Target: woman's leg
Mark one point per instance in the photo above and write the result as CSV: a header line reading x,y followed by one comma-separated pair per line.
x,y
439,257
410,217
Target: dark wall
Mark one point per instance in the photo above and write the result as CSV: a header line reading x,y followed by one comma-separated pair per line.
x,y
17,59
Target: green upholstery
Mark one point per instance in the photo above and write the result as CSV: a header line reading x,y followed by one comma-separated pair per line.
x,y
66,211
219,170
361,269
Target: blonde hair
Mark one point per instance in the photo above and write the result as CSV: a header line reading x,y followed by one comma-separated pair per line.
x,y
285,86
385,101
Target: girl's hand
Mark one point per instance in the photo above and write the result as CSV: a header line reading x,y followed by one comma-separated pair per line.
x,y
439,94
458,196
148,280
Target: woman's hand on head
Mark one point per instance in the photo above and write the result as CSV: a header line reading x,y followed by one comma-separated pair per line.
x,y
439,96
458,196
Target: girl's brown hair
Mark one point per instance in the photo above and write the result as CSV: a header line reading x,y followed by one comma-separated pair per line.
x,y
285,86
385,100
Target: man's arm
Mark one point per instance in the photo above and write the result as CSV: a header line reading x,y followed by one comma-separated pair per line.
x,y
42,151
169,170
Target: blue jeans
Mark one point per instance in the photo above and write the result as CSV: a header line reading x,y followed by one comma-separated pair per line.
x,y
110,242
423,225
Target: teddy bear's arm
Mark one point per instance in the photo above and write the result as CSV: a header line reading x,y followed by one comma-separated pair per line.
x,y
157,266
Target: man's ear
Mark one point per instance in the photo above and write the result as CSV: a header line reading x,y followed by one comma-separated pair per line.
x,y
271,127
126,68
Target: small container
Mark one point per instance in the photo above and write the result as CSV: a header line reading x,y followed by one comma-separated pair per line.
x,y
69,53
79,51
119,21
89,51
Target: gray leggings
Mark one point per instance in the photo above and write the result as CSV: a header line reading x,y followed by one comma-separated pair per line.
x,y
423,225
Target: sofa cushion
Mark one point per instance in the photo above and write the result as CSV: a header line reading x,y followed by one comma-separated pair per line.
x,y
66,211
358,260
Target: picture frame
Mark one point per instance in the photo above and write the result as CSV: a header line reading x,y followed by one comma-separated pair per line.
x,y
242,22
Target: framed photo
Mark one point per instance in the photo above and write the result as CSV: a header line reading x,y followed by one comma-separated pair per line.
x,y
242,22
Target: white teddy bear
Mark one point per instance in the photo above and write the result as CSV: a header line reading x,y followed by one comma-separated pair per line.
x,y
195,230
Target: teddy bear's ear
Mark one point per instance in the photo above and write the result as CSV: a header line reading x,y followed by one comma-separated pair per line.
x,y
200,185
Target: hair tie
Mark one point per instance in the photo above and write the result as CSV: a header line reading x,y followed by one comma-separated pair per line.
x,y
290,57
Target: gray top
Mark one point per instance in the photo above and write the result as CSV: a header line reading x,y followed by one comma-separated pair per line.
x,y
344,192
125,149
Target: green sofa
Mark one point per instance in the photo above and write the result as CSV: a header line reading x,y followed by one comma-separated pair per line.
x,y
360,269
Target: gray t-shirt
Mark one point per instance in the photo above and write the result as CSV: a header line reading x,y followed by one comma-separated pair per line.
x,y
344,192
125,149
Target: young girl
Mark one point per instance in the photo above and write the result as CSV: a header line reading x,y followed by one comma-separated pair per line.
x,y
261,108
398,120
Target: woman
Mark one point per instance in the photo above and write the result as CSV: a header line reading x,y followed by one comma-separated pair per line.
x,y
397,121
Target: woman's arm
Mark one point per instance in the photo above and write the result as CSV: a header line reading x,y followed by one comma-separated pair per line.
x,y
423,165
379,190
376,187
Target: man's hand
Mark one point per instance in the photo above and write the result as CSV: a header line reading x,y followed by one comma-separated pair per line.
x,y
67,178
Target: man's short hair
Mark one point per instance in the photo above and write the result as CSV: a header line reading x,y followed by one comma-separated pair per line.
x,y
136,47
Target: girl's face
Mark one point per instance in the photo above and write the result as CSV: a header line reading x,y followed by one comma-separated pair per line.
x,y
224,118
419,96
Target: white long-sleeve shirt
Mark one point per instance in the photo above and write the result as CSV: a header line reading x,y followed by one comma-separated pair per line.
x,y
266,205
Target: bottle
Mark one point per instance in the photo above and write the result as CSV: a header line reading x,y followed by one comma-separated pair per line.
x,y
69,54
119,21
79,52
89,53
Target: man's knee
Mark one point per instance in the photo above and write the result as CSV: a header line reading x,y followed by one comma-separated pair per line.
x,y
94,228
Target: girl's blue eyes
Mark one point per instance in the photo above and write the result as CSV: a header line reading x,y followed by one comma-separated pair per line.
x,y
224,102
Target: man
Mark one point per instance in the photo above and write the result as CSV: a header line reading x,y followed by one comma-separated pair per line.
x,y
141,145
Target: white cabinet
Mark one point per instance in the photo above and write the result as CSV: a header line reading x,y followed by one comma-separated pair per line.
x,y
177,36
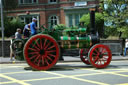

.....

:: Work order ::
Copy out every line of the material above that mentions the word "green".

:: Answer section ::
Target: green upholstery
Target: green sofa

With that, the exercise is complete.